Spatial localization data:
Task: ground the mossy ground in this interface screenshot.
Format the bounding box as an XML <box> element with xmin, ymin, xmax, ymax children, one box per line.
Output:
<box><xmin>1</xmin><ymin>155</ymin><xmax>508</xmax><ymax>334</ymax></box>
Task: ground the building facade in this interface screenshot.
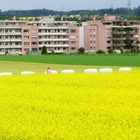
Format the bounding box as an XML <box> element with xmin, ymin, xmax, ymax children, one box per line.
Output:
<box><xmin>0</xmin><ymin>18</ymin><xmax>79</xmax><ymax>54</ymax></box>
<box><xmin>84</xmin><ymin>16</ymin><xmax>140</xmax><ymax>53</ymax></box>
<box><xmin>1</xmin><ymin>16</ymin><xmax>140</xmax><ymax>55</ymax></box>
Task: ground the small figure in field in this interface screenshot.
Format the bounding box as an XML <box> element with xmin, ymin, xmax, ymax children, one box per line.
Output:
<box><xmin>47</xmin><ymin>67</ymin><xmax>51</xmax><ymax>74</ymax></box>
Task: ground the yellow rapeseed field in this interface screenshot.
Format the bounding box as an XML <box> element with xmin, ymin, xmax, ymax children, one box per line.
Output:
<box><xmin>0</xmin><ymin>72</ymin><xmax>140</xmax><ymax>140</ymax></box>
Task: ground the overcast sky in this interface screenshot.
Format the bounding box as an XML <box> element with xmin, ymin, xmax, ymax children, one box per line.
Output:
<box><xmin>0</xmin><ymin>0</ymin><xmax>140</xmax><ymax>11</ymax></box>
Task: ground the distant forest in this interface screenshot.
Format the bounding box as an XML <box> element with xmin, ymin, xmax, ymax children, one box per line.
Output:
<box><xmin>0</xmin><ymin>6</ymin><xmax>140</xmax><ymax>20</ymax></box>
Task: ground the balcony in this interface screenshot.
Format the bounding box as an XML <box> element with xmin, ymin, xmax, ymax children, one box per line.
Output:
<box><xmin>113</xmin><ymin>38</ymin><xmax>126</xmax><ymax>40</ymax></box>
<box><xmin>131</xmin><ymin>43</ymin><xmax>139</xmax><ymax>46</ymax></box>
<box><xmin>39</xmin><ymin>38</ymin><xmax>69</xmax><ymax>41</ymax></box>
<box><xmin>112</xmin><ymin>31</ymin><xmax>126</xmax><ymax>35</ymax></box>
<box><xmin>0</xmin><ymin>45</ymin><xmax>22</xmax><ymax>49</ymax></box>
<box><xmin>0</xmin><ymin>26</ymin><xmax>22</xmax><ymax>29</ymax></box>
<box><xmin>38</xmin><ymin>32</ymin><xmax>68</xmax><ymax>35</ymax></box>
<box><xmin>0</xmin><ymin>32</ymin><xmax>22</xmax><ymax>35</ymax></box>
<box><xmin>0</xmin><ymin>39</ymin><xmax>22</xmax><ymax>42</ymax></box>
<box><xmin>39</xmin><ymin>26</ymin><xmax>68</xmax><ymax>29</ymax></box>
<box><xmin>128</xmin><ymin>31</ymin><xmax>138</xmax><ymax>34</ymax></box>
<box><xmin>128</xmin><ymin>37</ymin><xmax>139</xmax><ymax>40</ymax></box>
<box><xmin>39</xmin><ymin>44</ymin><xmax>69</xmax><ymax>48</ymax></box>
<box><xmin>112</xmin><ymin>43</ymin><xmax>126</xmax><ymax>47</ymax></box>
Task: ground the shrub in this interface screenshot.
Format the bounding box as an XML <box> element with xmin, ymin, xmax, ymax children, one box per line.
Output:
<box><xmin>41</xmin><ymin>46</ymin><xmax>47</xmax><ymax>55</ymax></box>
<box><xmin>108</xmin><ymin>48</ymin><xmax>114</xmax><ymax>54</ymax></box>
<box><xmin>78</xmin><ymin>47</ymin><xmax>85</xmax><ymax>54</ymax></box>
<box><xmin>97</xmin><ymin>50</ymin><xmax>105</xmax><ymax>54</ymax></box>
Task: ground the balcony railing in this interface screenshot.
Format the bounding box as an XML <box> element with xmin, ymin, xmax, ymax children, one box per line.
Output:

EXERCISE DESCRIPTION: From the data above, count the lines where "field" occurs and give that figure and nothing else.

SOLUTION FOR THIS PROBLEM: 2